The problem:
The word "white" marks the lines you need; copy each of them from the data.

[Images for object localization]

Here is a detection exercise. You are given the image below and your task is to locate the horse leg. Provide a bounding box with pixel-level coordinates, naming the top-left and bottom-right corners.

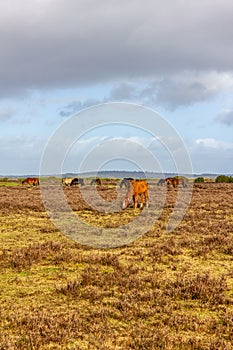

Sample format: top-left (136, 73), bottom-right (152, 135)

top-left (139, 194), bottom-right (144, 208)
top-left (145, 190), bottom-right (149, 207)
top-left (134, 194), bottom-right (138, 209)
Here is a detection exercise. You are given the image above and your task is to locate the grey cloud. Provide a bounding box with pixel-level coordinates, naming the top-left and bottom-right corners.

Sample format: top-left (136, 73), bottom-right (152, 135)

top-left (216, 110), bottom-right (233, 126)
top-left (59, 77), bottom-right (219, 114)
top-left (59, 101), bottom-right (83, 117)
top-left (153, 80), bottom-right (214, 110)
top-left (59, 98), bottom-right (102, 117)
top-left (0, 109), bottom-right (16, 122)
top-left (1, 0), bottom-right (233, 97)
top-left (109, 83), bottom-right (136, 100)
top-left (109, 78), bottom-right (219, 110)
top-left (59, 83), bottom-right (137, 117)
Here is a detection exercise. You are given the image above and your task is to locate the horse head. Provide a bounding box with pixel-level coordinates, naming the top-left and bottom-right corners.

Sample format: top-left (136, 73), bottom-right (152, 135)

top-left (122, 197), bottom-right (131, 210)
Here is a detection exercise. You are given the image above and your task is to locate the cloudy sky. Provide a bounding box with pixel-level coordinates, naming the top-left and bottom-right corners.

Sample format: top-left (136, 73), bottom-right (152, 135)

top-left (0, 0), bottom-right (233, 175)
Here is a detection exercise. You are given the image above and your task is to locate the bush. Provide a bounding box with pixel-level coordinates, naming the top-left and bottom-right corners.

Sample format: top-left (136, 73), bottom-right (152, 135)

top-left (194, 177), bottom-right (205, 183)
top-left (215, 175), bottom-right (233, 183)
top-left (0, 177), bottom-right (8, 182)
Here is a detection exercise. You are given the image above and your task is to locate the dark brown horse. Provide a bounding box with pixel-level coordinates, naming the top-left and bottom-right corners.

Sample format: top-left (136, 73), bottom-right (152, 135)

top-left (90, 178), bottom-right (101, 186)
top-left (119, 177), bottom-right (134, 189)
top-left (22, 177), bottom-right (39, 186)
top-left (70, 178), bottom-right (85, 186)
top-left (157, 178), bottom-right (166, 186)
top-left (166, 177), bottom-right (187, 188)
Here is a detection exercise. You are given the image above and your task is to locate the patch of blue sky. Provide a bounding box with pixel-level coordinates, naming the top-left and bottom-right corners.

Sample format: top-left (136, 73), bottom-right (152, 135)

top-left (163, 94), bottom-right (233, 143)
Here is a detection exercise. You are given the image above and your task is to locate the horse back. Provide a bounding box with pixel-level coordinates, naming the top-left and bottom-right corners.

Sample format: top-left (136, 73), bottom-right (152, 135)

top-left (22, 177), bottom-right (39, 185)
top-left (131, 180), bottom-right (148, 195)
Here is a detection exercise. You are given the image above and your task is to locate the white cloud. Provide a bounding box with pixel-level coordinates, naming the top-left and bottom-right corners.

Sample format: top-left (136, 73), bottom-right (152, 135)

top-left (186, 137), bottom-right (233, 173)
top-left (61, 135), bottom-right (189, 174)
top-left (195, 138), bottom-right (233, 150)
top-left (0, 134), bottom-right (46, 174)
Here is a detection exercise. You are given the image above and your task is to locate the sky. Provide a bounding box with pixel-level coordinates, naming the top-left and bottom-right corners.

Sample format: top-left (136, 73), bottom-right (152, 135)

top-left (0, 0), bottom-right (233, 175)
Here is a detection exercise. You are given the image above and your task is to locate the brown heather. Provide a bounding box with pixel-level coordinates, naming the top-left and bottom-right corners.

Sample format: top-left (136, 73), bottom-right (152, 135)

top-left (0, 181), bottom-right (232, 349)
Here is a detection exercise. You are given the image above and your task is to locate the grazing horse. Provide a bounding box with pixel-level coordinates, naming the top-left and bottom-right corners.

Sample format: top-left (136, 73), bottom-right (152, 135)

top-left (122, 179), bottom-right (149, 209)
top-left (70, 178), bottom-right (85, 186)
top-left (166, 177), bottom-right (187, 188)
top-left (165, 177), bottom-right (175, 188)
top-left (157, 178), bottom-right (166, 186)
top-left (62, 178), bottom-right (74, 186)
top-left (119, 177), bottom-right (134, 189)
top-left (177, 177), bottom-right (188, 187)
top-left (90, 178), bottom-right (101, 186)
top-left (22, 177), bottom-right (39, 186)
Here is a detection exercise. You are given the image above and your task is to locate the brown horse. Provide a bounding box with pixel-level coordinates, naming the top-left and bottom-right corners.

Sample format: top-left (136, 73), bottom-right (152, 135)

top-left (122, 179), bottom-right (149, 209)
top-left (165, 177), bottom-right (174, 187)
top-left (166, 177), bottom-right (187, 188)
top-left (22, 177), bottom-right (39, 186)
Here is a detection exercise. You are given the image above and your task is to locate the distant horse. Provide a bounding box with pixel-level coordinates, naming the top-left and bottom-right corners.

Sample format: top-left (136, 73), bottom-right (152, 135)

top-left (70, 178), bottom-right (85, 186)
top-left (119, 177), bottom-right (134, 189)
top-left (166, 177), bottom-right (187, 188)
top-left (62, 178), bottom-right (74, 186)
top-left (90, 178), bottom-right (101, 186)
top-left (177, 177), bottom-right (188, 187)
top-left (165, 177), bottom-right (175, 188)
top-left (157, 178), bottom-right (166, 186)
top-left (22, 177), bottom-right (39, 186)
top-left (122, 179), bottom-right (149, 209)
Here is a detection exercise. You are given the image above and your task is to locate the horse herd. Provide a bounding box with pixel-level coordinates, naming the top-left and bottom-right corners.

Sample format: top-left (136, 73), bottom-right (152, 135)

top-left (21, 176), bottom-right (188, 210)
top-left (21, 177), bottom-right (94, 187)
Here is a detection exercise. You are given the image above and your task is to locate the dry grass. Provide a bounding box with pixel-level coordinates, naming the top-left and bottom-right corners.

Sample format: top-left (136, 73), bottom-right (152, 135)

top-left (0, 182), bottom-right (232, 349)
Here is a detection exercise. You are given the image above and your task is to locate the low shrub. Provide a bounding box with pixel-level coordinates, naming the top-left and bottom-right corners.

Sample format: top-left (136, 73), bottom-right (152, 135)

top-left (215, 175), bottom-right (233, 183)
top-left (194, 177), bottom-right (205, 183)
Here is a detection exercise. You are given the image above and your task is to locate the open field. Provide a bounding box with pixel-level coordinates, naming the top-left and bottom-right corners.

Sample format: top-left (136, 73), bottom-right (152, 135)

top-left (0, 181), bottom-right (233, 349)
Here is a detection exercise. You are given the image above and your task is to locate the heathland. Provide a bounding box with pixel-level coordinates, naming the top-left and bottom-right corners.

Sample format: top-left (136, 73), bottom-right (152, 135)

top-left (0, 179), bottom-right (232, 349)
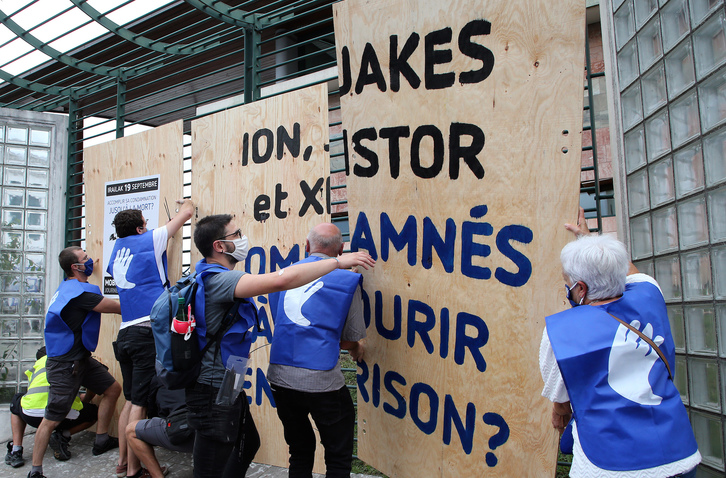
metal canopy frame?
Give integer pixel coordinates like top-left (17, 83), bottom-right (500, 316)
top-left (0, 0), bottom-right (340, 247)
top-left (0, 0), bottom-right (608, 249)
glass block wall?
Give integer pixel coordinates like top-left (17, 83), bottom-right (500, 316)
top-left (0, 123), bottom-right (52, 402)
top-left (606, 0), bottom-right (726, 475)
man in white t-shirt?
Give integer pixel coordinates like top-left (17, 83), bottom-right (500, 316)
top-left (108, 199), bottom-right (193, 478)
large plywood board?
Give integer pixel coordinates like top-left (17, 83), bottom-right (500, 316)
top-left (191, 84), bottom-right (330, 470)
top-left (84, 121), bottom-right (185, 431)
top-left (333, 0), bottom-right (585, 476)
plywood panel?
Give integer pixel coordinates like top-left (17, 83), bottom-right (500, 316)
top-left (191, 84), bottom-right (330, 471)
top-left (84, 121), bottom-right (184, 433)
top-left (333, 0), bottom-right (585, 476)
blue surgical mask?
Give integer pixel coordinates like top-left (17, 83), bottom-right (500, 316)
top-left (77, 258), bottom-right (94, 276)
top-left (565, 283), bottom-right (583, 307)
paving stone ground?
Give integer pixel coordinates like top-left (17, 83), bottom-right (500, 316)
top-left (0, 431), bottom-right (377, 478)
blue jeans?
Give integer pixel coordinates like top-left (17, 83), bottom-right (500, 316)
top-left (185, 382), bottom-right (260, 478)
top-left (270, 385), bottom-right (355, 478)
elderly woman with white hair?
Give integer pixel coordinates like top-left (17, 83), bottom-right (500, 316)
top-left (539, 209), bottom-right (701, 478)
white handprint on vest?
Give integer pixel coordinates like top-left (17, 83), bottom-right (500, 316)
top-left (607, 319), bottom-right (665, 406)
top-left (112, 247), bottom-right (136, 289)
top-left (283, 279), bottom-right (324, 327)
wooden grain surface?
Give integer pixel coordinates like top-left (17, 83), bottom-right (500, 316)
top-left (333, 0), bottom-right (585, 476)
top-left (84, 121), bottom-right (184, 434)
top-left (191, 84), bottom-right (330, 471)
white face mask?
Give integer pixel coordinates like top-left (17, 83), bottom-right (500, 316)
top-left (219, 235), bottom-right (249, 263)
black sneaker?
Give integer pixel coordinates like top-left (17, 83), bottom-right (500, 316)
top-left (49, 430), bottom-right (71, 461)
top-left (5, 442), bottom-right (24, 467)
top-left (91, 436), bottom-right (119, 456)
top-left (27, 472), bottom-right (46, 478)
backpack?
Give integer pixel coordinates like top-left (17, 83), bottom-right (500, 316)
top-left (150, 272), bottom-right (244, 390)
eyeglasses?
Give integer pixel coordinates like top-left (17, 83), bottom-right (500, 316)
top-left (216, 228), bottom-right (242, 241)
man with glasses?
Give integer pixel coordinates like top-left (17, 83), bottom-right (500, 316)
top-left (108, 199), bottom-right (194, 478)
top-left (28, 247), bottom-right (123, 478)
top-left (187, 214), bottom-right (375, 478)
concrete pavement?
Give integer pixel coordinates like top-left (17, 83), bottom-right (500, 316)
top-left (0, 431), bottom-right (379, 478)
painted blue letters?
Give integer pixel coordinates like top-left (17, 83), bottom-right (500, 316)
top-left (256, 367), bottom-right (274, 407)
top-left (407, 299), bottom-right (435, 354)
top-left (461, 206), bottom-right (493, 279)
top-left (443, 395), bottom-right (476, 454)
top-left (375, 291), bottom-right (402, 340)
top-left (454, 312), bottom-right (488, 372)
top-left (380, 213), bottom-right (417, 265)
top-left (494, 225), bottom-right (533, 287)
top-left (350, 211), bottom-right (378, 260)
top-left (270, 244), bottom-right (299, 272)
top-left (422, 217), bottom-right (455, 272)
top-left (357, 360), bottom-right (370, 403)
top-left (410, 382), bottom-right (438, 435)
top-left (383, 371), bottom-right (407, 419)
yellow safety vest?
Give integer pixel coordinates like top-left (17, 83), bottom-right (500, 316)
top-left (20, 356), bottom-right (83, 413)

Solution:
Here is a detection exercise. You are given the image above and your task is to locate the white cloud. Provide a bounding box with pixel-level coordinates, naming the top-left and bottom-right corners.
man in white t-shirt?
elderly woman with white hair?
white handprint on vest?
white face mask?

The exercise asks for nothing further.